- _SOURCE PASSAGE_
# Example: Working with geodatasets

In [None]:
from hydromt import DataCatalog

dc = DataCatalog(data_libs=["artifact_data=v1.0.0"])

Here, we illustrate some common GIS problems and how the functionality of the DataArray/Dataset vector accessor can be used. The data is accessed using the HydroMT [DataCatalog](../_generated/hydromt.data_catalog.DataCatalog.rst). For more information see the [Reading vector data](reading_vector_data.ipynb) example.

## Geospatial attributes 

Some of the available geospatial attributes are listed here below. For all of attributes (and methods for that matter): check the [HydroMT API reference](../api/api.rst)

In [None]:
# Get the waterlevel dataset from the datacatalog
# The waterlevels are series per location (points; here in lat lon)
ds = dc.get_geodataset("gtsmv3_eu_era5")

In [None]:
# Coordinate reference system
ds.vector.crs

In [None]:
# Geospatial data as geometry objects (we show the first 5 points)
ds.vector.geometry.head()

In [None]:
# names of x- and y coordinates

(ds.vector.x_name, ds.vector.y_name)

In [None]:
# Bounding box of the geospatial data
ds.vector.bounds

## Reprojection

In [None]:
# Reproject data to Pseudo Mercator (EPSG: 3857)
ds_pm = ds.vector.to_crs(3857)

# Coordinate reference system
ds_pm.vector.crs

In [None]:
# Check that the coordinate values are indeed no longer in degrees
ds_pm.lon.values[0]

## Conversion

In [None]:
# Create an ogr compliant dataset from ds
# When written in netcdf4 format, this can be read by ogr (osgeo; QGIS)

- _TASK INSTRUCTIONS_
(1) Lay out as a numbered list the lines of the records starting at the line that contains "hair in the photo below." and ending at the line that contains "(1214, 503)", both ends included. Leave out blank lines and the pictures.
(2) Proceed with the HydroMT example on working with geodatasets, picking up right after its final line.

- _RECORDS FOR THE TASK_
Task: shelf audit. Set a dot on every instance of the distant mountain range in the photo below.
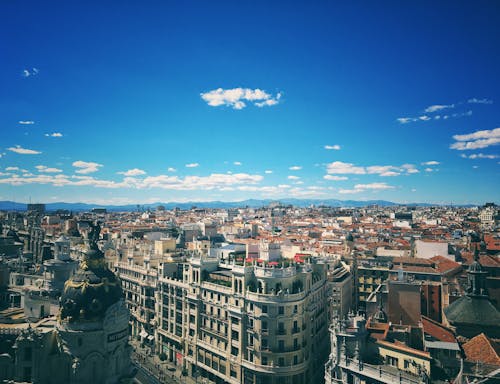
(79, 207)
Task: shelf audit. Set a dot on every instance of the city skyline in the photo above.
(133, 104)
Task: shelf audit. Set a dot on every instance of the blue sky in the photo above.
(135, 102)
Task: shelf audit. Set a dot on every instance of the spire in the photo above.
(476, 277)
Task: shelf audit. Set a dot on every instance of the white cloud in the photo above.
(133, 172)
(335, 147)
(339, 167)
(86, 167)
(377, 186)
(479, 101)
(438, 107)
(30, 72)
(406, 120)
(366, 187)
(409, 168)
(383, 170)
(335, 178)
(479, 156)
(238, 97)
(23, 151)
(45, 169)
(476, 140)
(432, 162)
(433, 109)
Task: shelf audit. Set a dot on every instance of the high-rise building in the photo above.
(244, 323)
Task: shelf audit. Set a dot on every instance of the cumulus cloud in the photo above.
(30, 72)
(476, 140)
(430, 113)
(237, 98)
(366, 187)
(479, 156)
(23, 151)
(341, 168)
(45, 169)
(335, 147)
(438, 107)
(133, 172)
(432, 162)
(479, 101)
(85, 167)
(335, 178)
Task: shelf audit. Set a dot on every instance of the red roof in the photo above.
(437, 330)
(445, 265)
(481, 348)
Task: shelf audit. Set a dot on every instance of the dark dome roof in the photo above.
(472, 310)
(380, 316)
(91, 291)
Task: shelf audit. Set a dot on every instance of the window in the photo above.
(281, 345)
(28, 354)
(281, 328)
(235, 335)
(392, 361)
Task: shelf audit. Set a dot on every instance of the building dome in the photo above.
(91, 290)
---
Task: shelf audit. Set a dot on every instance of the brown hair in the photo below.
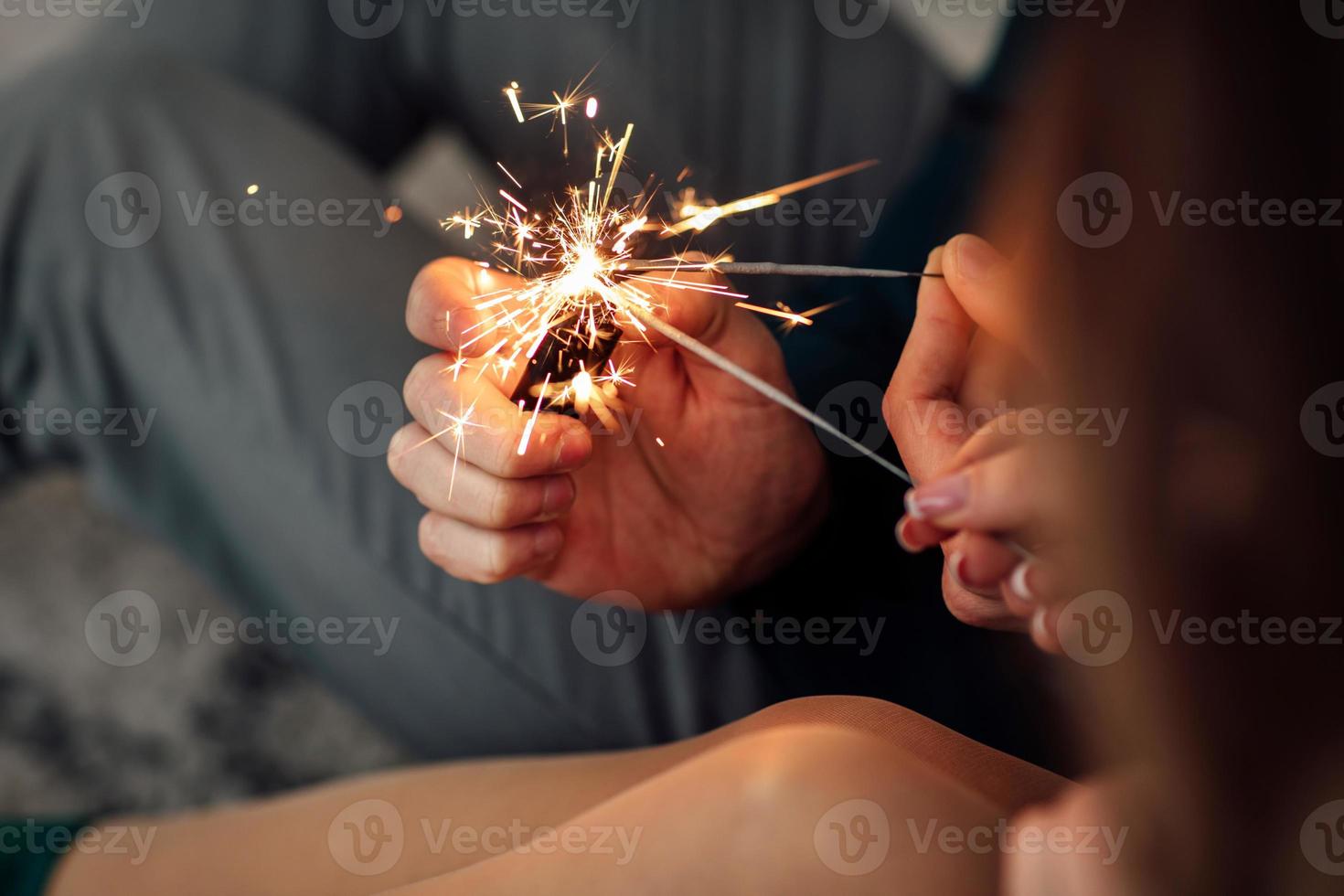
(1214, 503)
...
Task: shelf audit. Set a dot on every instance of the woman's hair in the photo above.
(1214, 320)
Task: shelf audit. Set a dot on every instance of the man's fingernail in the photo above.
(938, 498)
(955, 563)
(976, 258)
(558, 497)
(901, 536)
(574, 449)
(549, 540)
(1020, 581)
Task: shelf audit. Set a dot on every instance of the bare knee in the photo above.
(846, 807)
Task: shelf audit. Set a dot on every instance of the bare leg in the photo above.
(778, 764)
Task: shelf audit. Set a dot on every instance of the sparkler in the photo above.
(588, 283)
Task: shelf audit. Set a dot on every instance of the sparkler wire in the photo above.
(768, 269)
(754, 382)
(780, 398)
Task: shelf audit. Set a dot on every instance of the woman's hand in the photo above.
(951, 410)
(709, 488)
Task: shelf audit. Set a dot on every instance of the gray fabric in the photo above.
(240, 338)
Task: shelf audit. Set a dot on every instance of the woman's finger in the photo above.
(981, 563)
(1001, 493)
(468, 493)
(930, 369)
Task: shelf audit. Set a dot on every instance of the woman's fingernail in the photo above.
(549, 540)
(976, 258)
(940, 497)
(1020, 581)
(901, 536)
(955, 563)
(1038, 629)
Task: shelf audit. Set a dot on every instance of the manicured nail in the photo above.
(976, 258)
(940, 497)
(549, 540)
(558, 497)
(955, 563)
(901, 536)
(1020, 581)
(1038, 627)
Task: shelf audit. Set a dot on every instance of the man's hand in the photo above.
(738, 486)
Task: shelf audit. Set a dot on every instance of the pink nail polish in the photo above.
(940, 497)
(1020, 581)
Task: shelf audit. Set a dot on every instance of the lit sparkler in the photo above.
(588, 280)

- _ANSWER LIST_
(1)
1. Task: shelf audit. Set a dot on every instance of the brown hair in the photo below.
2. (1214, 503)

(2)
from numpy import mean

ds_ogr = ds.vector.ogr_compliant(reducer=mean)
ds_ogr

In [None]:
# Convert the geospatial data to wkt strings
ds_wkt = ds.vector.to_wkt()
ds_wkt

In [None]:
# Convert the geospatial data to geometry objects
ds_geom = ds.vector.to_geom()
ds_geom

## I/O (Internal and External)

In [None]:
# Create a dummy GeoDataFrame for this example
import numpy as np
from geopandas import GeoDataFrame
from pyproj import CRS
from shapely.geometry import Point

from hydromt.gis import GeoDataArray

gdf = GeoDataFrame(
    [{"Loc": "I", "Stuff": 1}, {"Loc": "II", "Stuff": 2}],
    geometry=[Point(0, 0), Point(1, 1)],
    crs=CRS.from_epsg(4326),
)

ds_gdf = GeoDataArray.from_gdf(gdf, np.arange(gdf.index.size))
ds_gdf

In [None]:
# Write the Dataset of the DataCatalog to a GeoDataFrame
# Waterlevel has besides stations a time dimension
# GeoDataFrames don't like vectors/ 2d array's, so if you want to keep the variable it can be reduced along the time dimension

gdf = ds.vector.to_gdf(reducer=mean)
gdf.head()

In [None]:
# Write the Dataset to an ogr compliant netcdf
from os.path import join

ds.vector.to_netcdf(join("tmpdir", "ds_ogr.nc"), ogr_compliant=True)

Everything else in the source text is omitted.